▶ [Written task] Starting with the line containing "Reviewer check: every instance of the drawer" and continuing through the last line, reproduce every line in full, offsetting each coordinate value given after a "Query:" line by 13. Leave the pictures out of your reproduction.

(Pointing entries for named objects)

▬▬▬

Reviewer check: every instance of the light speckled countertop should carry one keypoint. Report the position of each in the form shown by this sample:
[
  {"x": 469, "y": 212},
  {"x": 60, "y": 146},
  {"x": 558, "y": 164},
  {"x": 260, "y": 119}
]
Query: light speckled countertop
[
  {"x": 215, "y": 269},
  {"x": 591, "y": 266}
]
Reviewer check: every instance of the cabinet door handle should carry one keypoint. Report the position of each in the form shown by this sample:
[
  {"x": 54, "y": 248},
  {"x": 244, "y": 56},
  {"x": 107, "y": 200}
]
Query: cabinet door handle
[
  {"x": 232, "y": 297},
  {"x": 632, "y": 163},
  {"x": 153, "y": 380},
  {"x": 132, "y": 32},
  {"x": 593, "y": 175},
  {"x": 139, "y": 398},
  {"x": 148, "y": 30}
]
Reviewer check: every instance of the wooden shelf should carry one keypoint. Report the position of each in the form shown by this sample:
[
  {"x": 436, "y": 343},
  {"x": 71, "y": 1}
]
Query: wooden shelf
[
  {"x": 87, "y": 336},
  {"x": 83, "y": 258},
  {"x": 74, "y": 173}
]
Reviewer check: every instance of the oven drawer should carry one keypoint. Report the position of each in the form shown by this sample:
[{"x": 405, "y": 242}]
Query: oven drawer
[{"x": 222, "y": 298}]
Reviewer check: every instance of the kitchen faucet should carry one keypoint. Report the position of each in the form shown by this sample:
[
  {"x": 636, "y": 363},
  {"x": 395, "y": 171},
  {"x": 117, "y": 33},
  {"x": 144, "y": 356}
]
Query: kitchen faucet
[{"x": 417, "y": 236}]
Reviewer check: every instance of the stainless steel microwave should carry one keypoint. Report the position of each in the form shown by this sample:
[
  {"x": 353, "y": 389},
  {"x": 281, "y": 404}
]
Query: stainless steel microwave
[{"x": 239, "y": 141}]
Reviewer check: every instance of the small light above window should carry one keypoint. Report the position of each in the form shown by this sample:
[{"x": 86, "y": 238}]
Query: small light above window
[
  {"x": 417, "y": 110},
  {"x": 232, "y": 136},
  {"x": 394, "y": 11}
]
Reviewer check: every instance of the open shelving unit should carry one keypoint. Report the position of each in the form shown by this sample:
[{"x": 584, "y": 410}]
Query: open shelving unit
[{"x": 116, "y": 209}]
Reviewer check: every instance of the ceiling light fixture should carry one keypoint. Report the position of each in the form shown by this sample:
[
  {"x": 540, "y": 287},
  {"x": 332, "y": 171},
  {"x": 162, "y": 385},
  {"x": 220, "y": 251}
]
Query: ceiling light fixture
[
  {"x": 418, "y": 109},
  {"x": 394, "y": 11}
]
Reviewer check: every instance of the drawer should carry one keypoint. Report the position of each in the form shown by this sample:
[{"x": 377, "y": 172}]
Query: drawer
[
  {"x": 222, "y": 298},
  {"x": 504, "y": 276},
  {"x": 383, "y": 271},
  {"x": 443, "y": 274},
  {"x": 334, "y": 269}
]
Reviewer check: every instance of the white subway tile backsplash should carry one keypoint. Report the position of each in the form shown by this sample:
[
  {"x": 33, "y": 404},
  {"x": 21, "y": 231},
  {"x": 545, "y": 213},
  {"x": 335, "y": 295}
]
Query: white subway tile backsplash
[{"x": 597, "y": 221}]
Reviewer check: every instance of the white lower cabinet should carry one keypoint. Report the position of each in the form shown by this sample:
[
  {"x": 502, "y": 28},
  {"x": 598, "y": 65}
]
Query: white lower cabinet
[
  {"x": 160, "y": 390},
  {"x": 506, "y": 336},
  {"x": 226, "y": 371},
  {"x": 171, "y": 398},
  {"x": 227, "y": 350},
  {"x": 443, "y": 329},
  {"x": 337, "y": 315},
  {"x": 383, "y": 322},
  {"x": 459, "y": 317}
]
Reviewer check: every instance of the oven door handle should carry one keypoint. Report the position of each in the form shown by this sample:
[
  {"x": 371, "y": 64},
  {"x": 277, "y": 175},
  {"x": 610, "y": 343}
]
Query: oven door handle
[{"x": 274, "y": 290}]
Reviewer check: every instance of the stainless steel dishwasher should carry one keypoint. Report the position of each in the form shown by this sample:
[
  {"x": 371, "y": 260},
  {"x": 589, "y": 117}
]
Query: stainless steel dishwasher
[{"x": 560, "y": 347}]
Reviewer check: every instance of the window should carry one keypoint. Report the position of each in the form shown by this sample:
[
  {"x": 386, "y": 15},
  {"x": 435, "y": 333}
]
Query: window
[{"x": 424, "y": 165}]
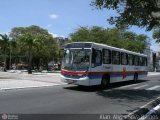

▬▬▬

▶ [Task result]
Reviewer check: every instance of the drawer should carry one keypoint. Report the position of each in the form shown by this sample:
[{"x": 377, "y": 172}]
Query: drawer
[
  {"x": 235, "y": 311},
  {"x": 517, "y": 289},
  {"x": 396, "y": 284},
  {"x": 456, "y": 287},
  {"x": 347, "y": 282}
]
Reviewer check: every instance of the white subway tile backsplash should carry one keypoint. Report the position of each in the form shown by this sample:
[
  {"x": 33, "y": 404},
  {"x": 21, "y": 231},
  {"x": 545, "y": 213},
  {"x": 335, "y": 295}
]
Query: white subway tile backsplash
[{"x": 610, "y": 234}]
Reviewer check: every instance of the white lower cabinet should carry one keypoint. Report the position of each in the form shown by this sample:
[
  {"x": 502, "y": 28},
  {"x": 598, "y": 65}
]
Query: white lower cabinet
[
  {"x": 173, "y": 403},
  {"x": 519, "y": 349},
  {"x": 239, "y": 384},
  {"x": 184, "y": 411},
  {"x": 240, "y": 363},
  {"x": 456, "y": 342},
  {"x": 350, "y": 328},
  {"x": 396, "y": 335},
  {"x": 472, "y": 330}
]
Reviewer check: every instance of the oven door handle should carry one keypoint. Report the position of each in the form shown by this sample:
[
  {"x": 371, "y": 64},
  {"x": 277, "y": 175},
  {"x": 610, "y": 343}
]
Query: oven door handle
[{"x": 287, "y": 303}]
Reviewer check: every instance of the stainless steel dishwasher should carry one keypoint. Report the position of each in the form shown by this sample:
[
  {"x": 371, "y": 260},
  {"x": 589, "y": 117}
]
Query: stainless steel dishwasher
[{"x": 573, "y": 360}]
Reviewer check: every instance of the window should carry one keypoint. Report the position of each in the form shown by this sample:
[
  {"x": 386, "y": 15},
  {"x": 435, "y": 333}
]
Query: window
[{"x": 437, "y": 178}]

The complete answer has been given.